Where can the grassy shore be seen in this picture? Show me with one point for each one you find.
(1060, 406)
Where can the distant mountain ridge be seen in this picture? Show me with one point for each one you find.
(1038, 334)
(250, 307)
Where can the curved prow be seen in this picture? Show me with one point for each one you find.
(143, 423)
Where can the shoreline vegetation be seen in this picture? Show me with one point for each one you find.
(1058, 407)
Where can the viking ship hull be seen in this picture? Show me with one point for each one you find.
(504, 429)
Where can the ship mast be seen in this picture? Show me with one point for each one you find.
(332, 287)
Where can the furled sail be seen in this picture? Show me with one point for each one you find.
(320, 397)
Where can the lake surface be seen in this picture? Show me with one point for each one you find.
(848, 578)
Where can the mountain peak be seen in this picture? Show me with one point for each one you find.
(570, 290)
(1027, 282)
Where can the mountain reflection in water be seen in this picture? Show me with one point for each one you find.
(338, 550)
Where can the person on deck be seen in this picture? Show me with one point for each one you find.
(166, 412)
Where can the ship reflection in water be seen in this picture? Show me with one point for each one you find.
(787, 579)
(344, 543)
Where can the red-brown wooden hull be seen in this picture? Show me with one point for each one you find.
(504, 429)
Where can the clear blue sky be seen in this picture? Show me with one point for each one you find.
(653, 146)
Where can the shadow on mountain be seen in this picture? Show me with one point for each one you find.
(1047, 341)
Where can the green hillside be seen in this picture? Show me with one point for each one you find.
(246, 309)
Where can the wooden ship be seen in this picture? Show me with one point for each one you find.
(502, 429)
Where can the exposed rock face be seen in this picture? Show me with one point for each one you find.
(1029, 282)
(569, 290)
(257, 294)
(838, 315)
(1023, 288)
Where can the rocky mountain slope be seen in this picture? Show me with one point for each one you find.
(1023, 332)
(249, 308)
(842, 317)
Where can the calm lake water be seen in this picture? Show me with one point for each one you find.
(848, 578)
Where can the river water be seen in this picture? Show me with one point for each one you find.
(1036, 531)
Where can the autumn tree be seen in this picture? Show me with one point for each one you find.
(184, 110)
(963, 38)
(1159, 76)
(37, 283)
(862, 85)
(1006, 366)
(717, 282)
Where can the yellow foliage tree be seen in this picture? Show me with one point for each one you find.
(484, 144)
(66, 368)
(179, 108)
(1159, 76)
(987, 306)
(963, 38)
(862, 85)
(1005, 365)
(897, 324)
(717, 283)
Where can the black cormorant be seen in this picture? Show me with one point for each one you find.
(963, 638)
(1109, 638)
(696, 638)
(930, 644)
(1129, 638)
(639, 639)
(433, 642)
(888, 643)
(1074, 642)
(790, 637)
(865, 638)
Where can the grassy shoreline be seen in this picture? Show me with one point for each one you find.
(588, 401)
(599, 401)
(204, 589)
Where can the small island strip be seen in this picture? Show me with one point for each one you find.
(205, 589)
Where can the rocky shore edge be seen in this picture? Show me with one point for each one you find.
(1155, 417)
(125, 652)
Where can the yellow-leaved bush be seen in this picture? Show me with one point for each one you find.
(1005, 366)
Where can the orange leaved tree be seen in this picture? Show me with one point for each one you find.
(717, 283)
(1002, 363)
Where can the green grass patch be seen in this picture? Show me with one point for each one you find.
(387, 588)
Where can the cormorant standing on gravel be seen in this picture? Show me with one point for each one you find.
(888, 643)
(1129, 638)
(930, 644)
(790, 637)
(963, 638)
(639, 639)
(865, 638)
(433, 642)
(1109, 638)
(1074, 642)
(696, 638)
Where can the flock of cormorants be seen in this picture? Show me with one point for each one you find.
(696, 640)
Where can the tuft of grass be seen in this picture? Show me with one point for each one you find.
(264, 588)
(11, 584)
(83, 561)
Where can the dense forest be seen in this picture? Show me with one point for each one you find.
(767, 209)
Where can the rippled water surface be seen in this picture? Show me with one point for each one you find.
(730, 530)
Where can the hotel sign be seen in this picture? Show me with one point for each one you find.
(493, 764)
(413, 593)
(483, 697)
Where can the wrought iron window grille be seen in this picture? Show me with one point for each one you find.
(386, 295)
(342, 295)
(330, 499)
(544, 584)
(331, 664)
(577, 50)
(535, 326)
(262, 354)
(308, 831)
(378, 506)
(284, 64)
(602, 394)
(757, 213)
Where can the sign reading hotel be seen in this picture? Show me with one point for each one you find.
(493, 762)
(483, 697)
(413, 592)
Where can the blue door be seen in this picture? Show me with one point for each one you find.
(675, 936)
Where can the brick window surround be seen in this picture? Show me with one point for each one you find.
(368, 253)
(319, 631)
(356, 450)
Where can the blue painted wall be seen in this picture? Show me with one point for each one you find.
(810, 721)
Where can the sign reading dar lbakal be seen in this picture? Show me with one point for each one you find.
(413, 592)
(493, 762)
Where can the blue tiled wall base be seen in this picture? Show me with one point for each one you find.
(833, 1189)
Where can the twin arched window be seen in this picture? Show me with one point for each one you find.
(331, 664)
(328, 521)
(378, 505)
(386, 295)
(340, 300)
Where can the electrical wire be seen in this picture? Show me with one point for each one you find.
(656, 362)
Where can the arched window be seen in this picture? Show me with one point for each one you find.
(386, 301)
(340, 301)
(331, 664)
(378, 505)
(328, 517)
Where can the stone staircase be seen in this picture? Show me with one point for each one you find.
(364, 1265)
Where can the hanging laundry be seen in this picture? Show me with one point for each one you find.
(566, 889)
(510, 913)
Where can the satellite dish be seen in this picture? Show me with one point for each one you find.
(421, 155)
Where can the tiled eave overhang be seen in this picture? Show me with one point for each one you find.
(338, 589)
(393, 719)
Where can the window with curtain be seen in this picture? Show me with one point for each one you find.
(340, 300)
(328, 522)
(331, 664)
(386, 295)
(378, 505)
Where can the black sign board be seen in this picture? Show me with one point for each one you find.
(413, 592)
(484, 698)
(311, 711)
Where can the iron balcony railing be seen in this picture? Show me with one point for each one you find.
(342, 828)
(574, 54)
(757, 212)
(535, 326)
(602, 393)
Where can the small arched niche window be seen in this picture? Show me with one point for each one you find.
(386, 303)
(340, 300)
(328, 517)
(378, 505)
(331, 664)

◆ Given exercise
Render the part of the records that opens with the line containing "Where can the window" and runs through the end of the records as a two-column CSV with the headers request and answer, one row for each request. Put its text and its answer each in a single quoted field, with line breaks turned into spaces.

◆ Answer to the problem
request,answer
"Where can the window with curtain be seen in this picture? Show me with one point for each one you find.","(340, 300) (328, 522) (331, 664) (386, 295) (378, 505)"
"Where can the black sign board be seen in this picture? Show me with one point for each one you find.","(413, 592) (484, 698) (311, 711)"
"Where can the iron balcony railing be seen in this picture? Show me with one point for each one you find.","(342, 828) (574, 54) (757, 212) (535, 326) (602, 393)"
"Where can the small arched niche window be seen in this picture? Show me with one point for each one you find.","(386, 303) (340, 300) (328, 517) (378, 505) (331, 664)"